■ **Work item**
In the records below, count every line that includes the word "holds". Provide the total alone.

-------------------------

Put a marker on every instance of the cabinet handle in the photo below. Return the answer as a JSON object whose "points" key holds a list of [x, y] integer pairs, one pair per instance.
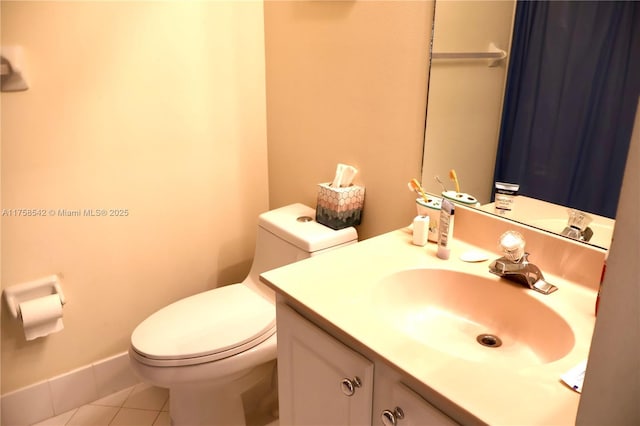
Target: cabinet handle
{"points": [[349, 386], [390, 418]]}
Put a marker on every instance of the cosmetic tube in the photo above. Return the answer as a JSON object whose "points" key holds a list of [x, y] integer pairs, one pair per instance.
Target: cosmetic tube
{"points": [[445, 230]]}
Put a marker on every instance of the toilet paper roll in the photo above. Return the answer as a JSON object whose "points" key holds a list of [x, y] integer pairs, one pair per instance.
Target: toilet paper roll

-------------------------

■ **Reply to the task**
3